What this task involves
From the line containing "Where can you spot the cloud?" to the last line of the data below, copy everything exactly and nothing else; pictures stay out.

Data lines
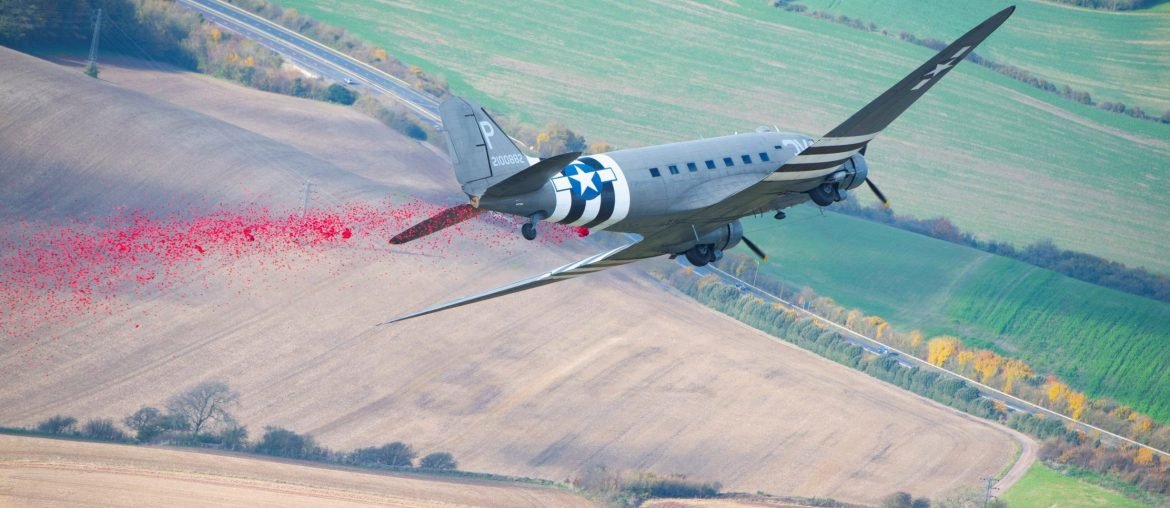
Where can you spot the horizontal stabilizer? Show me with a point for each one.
(440, 220)
(532, 177)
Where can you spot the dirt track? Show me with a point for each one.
(611, 370)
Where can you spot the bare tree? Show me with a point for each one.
(204, 404)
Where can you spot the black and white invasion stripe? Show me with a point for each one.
(821, 157)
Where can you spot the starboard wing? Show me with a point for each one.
(854, 134)
(613, 258)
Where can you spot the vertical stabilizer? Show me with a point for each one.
(482, 153)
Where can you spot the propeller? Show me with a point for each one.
(754, 248)
(438, 221)
(878, 193)
(873, 186)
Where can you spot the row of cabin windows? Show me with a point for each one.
(710, 164)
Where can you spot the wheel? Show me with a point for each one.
(697, 256)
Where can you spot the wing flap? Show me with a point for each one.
(597, 262)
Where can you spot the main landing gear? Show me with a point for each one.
(702, 254)
(529, 228)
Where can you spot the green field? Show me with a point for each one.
(1043, 487)
(998, 157)
(1119, 56)
(1100, 341)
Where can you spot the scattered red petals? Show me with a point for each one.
(53, 274)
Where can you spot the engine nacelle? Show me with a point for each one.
(850, 176)
(710, 246)
(723, 238)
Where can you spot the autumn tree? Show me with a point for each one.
(1144, 457)
(148, 423)
(1058, 392)
(964, 358)
(1075, 405)
(941, 349)
(599, 148)
(204, 404)
(439, 460)
(397, 454)
(57, 425)
(986, 364)
(1013, 371)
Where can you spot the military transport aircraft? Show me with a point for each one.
(681, 198)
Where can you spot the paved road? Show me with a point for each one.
(315, 56)
(331, 63)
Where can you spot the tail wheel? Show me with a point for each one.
(699, 255)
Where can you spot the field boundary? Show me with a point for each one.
(991, 392)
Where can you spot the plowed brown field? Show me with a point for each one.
(613, 369)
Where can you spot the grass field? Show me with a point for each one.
(1103, 342)
(1119, 56)
(614, 370)
(1000, 158)
(1043, 487)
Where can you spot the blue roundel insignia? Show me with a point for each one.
(584, 179)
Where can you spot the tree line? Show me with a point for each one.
(1113, 5)
(169, 33)
(553, 138)
(1136, 466)
(1013, 71)
(1044, 253)
(201, 416)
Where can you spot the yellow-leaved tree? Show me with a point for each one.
(986, 364)
(1075, 405)
(1014, 370)
(941, 349)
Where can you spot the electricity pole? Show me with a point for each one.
(308, 191)
(986, 494)
(91, 66)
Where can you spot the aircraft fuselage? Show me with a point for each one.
(639, 190)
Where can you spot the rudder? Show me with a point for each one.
(480, 150)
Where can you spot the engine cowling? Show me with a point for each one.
(710, 245)
(724, 237)
(850, 176)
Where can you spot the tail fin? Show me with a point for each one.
(482, 153)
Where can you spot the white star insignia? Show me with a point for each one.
(585, 180)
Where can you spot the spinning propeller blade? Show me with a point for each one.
(878, 193)
(871, 184)
(440, 220)
(755, 248)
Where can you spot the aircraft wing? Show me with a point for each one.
(618, 256)
(853, 135)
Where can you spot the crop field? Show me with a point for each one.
(613, 370)
(1043, 487)
(1101, 341)
(1119, 56)
(998, 157)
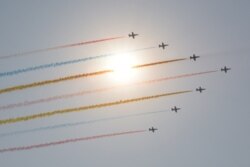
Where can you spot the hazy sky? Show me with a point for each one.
(212, 128)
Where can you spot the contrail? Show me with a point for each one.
(83, 75)
(60, 47)
(84, 108)
(63, 63)
(72, 140)
(84, 92)
(80, 123)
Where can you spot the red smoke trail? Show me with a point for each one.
(60, 47)
(84, 92)
(74, 140)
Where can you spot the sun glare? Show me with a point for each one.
(122, 65)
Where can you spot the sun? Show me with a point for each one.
(122, 66)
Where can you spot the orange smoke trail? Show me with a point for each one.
(84, 75)
(84, 92)
(84, 108)
(60, 47)
(73, 140)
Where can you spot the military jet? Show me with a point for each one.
(175, 109)
(152, 129)
(200, 89)
(194, 57)
(225, 69)
(132, 35)
(162, 45)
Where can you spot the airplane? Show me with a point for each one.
(194, 57)
(175, 109)
(225, 69)
(152, 129)
(162, 45)
(200, 89)
(132, 35)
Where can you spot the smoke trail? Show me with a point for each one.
(59, 47)
(83, 75)
(81, 93)
(63, 63)
(65, 125)
(83, 108)
(73, 140)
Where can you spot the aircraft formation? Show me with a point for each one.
(132, 35)
(194, 57)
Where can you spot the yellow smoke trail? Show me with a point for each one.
(72, 77)
(82, 108)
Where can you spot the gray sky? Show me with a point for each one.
(212, 129)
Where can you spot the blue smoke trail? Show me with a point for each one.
(77, 123)
(63, 63)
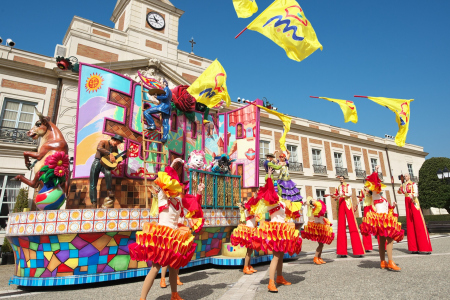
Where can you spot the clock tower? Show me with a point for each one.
(151, 25)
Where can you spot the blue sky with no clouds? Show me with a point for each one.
(397, 49)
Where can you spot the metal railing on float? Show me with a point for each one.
(16, 136)
(221, 191)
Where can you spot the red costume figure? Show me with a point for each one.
(243, 234)
(320, 229)
(277, 235)
(367, 239)
(418, 237)
(382, 222)
(343, 194)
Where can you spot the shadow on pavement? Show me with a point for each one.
(196, 276)
(200, 291)
(291, 277)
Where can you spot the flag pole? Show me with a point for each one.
(240, 33)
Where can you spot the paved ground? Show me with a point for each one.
(422, 277)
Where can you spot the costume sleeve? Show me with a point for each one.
(349, 191)
(416, 190)
(101, 148)
(193, 205)
(267, 193)
(165, 96)
(274, 166)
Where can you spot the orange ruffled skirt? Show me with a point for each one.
(382, 225)
(317, 232)
(277, 237)
(242, 236)
(163, 245)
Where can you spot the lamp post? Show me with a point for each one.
(444, 175)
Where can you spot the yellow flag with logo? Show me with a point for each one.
(401, 108)
(245, 8)
(286, 125)
(347, 107)
(284, 22)
(211, 87)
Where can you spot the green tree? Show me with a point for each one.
(433, 192)
(21, 200)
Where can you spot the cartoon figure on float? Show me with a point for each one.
(51, 166)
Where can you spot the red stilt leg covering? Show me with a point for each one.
(357, 245)
(417, 233)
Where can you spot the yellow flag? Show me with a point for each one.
(402, 110)
(245, 8)
(211, 87)
(284, 22)
(286, 125)
(348, 108)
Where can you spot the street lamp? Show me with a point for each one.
(444, 174)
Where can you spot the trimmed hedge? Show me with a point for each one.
(433, 192)
(402, 219)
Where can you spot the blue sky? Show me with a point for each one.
(397, 49)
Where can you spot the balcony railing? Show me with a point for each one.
(261, 162)
(380, 175)
(295, 167)
(320, 169)
(341, 171)
(221, 191)
(360, 173)
(16, 136)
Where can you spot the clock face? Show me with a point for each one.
(155, 20)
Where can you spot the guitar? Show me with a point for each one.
(112, 165)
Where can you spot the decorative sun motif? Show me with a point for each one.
(94, 83)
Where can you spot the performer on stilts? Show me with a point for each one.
(367, 198)
(416, 229)
(286, 187)
(168, 243)
(382, 222)
(320, 229)
(243, 234)
(343, 194)
(287, 239)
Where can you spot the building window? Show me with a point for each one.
(357, 161)
(17, 114)
(263, 148)
(240, 131)
(320, 195)
(338, 160)
(294, 154)
(410, 171)
(173, 124)
(8, 194)
(373, 163)
(317, 157)
(194, 130)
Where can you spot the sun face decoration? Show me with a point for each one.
(94, 83)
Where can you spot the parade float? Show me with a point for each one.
(80, 244)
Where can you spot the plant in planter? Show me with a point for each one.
(7, 255)
(21, 203)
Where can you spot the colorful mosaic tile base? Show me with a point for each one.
(99, 220)
(83, 279)
(99, 253)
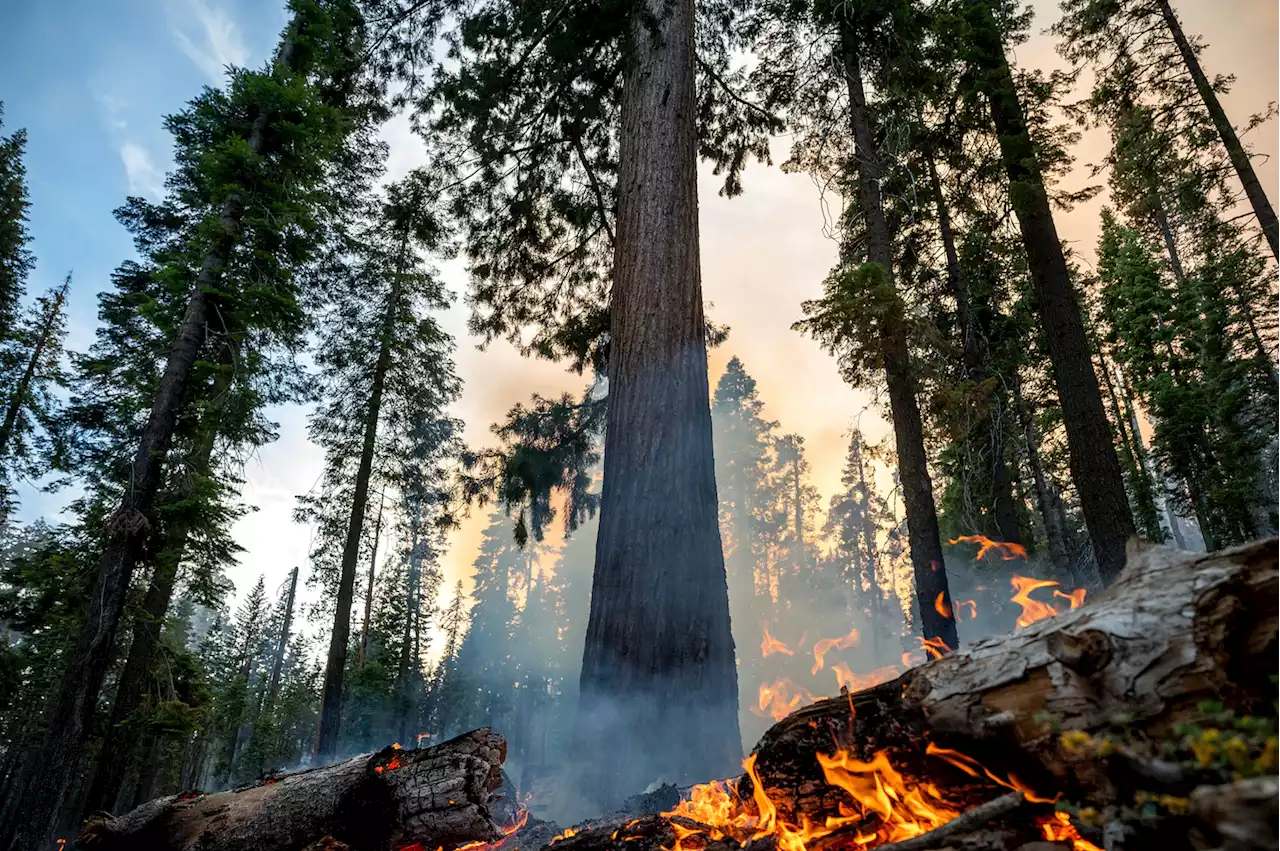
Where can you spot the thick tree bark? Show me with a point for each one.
(937, 620)
(330, 701)
(19, 394)
(437, 797)
(658, 690)
(1095, 466)
(1239, 158)
(1175, 630)
(51, 774)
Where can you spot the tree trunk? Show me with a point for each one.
(373, 572)
(435, 797)
(19, 394)
(1095, 466)
(932, 595)
(1046, 498)
(330, 703)
(120, 746)
(282, 645)
(1239, 158)
(658, 689)
(129, 529)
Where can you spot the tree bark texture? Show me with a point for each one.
(658, 691)
(439, 796)
(129, 530)
(334, 671)
(1175, 630)
(1239, 158)
(120, 745)
(1095, 466)
(19, 393)
(937, 620)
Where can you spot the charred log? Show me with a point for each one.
(439, 796)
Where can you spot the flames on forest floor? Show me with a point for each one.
(780, 698)
(883, 806)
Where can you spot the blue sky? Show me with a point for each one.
(91, 81)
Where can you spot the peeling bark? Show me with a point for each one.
(435, 796)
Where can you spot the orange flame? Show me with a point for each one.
(1036, 611)
(826, 645)
(772, 645)
(1057, 828)
(859, 681)
(885, 806)
(1008, 552)
(1075, 598)
(780, 699)
(936, 648)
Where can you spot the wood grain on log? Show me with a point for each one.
(435, 796)
(1174, 631)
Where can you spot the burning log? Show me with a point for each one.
(970, 750)
(1175, 630)
(432, 797)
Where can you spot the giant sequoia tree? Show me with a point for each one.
(575, 131)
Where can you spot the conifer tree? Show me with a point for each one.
(16, 257)
(389, 375)
(260, 182)
(1095, 466)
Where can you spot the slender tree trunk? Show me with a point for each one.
(1239, 158)
(19, 394)
(411, 614)
(53, 776)
(937, 618)
(1095, 466)
(282, 644)
(1046, 498)
(120, 747)
(369, 595)
(330, 701)
(658, 692)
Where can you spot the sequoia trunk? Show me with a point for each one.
(1095, 466)
(659, 685)
(922, 517)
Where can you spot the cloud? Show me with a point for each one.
(145, 178)
(208, 35)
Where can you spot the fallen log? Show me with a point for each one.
(1174, 631)
(435, 797)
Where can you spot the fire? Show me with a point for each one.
(936, 648)
(858, 681)
(826, 645)
(885, 806)
(772, 645)
(1008, 552)
(1036, 611)
(780, 699)
(392, 765)
(972, 767)
(1059, 828)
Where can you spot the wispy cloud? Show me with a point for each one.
(208, 35)
(145, 178)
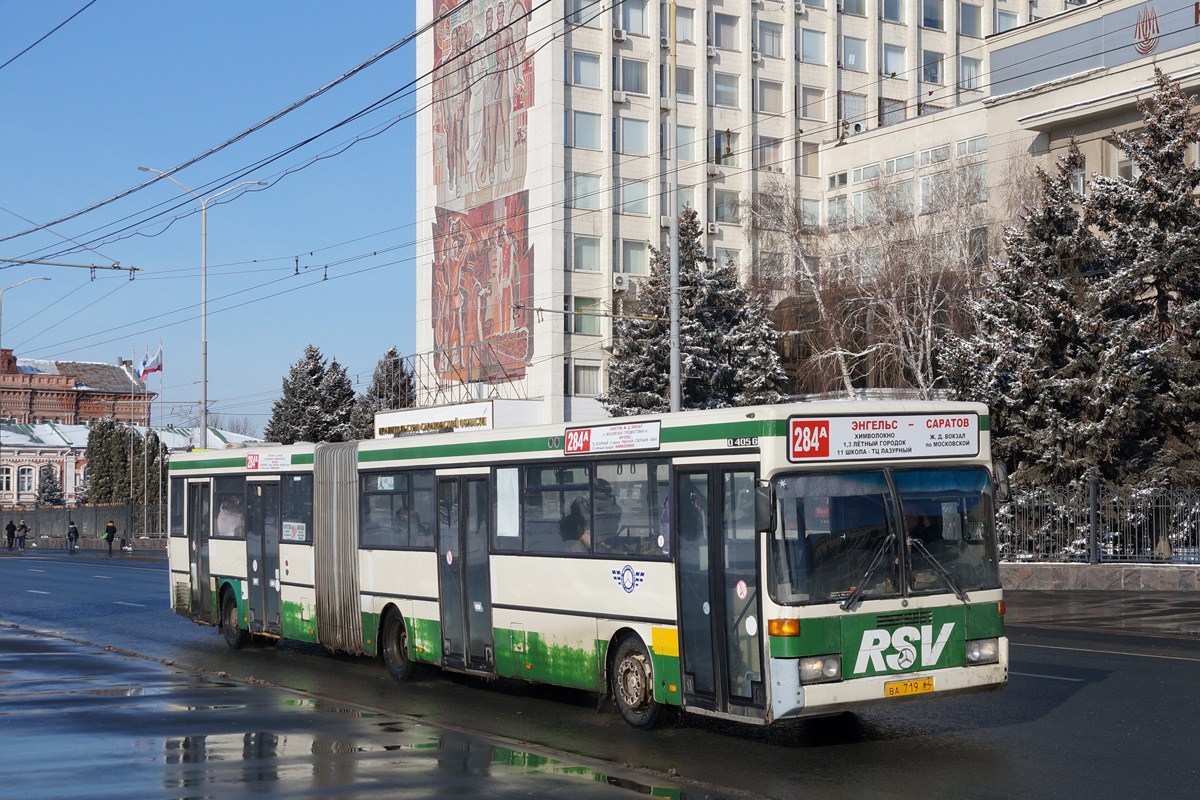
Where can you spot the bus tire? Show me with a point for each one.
(633, 684)
(231, 621)
(394, 647)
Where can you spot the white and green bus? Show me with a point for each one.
(756, 564)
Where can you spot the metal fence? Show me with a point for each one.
(1095, 525)
(52, 521)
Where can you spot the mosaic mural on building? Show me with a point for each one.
(483, 262)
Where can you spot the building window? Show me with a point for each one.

Exercise output
Where can you spot the cloud? Show me with a point for each one.
(145, 178)
(208, 35)
Where can you spot the fallen log? Show me with a point for each one.
(1174, 631)
(435, 797)
Where can you spot the fire? Show me with a point for each one.
(936, 648)
(858, 681)
(826, 645)
(885, 806)
(772, 645)
(1008, 552)
(1036, 611)
(780, 699)
(392, 765)
(972, 767)
(1059, 828)
Where can you spot the wispy cloud? Show me with a point for each one.
(208, 35)
(145, 178)
Where can you spot the bus tire? Show me with a point for each one.
(633, 684)
(231, 621)
(394, 647)
Where can you spot the white and green bus? Show me with a point for each one.
(756, 564)
Where can you spot the metal fence? Show me with a point for each one.
(1095, 525)
(52, 521)
Where can you spot the mosaic mural on building? Show me with a point for each one.
(483, 262)
Where can you spot the building window? Show me with a point for each one.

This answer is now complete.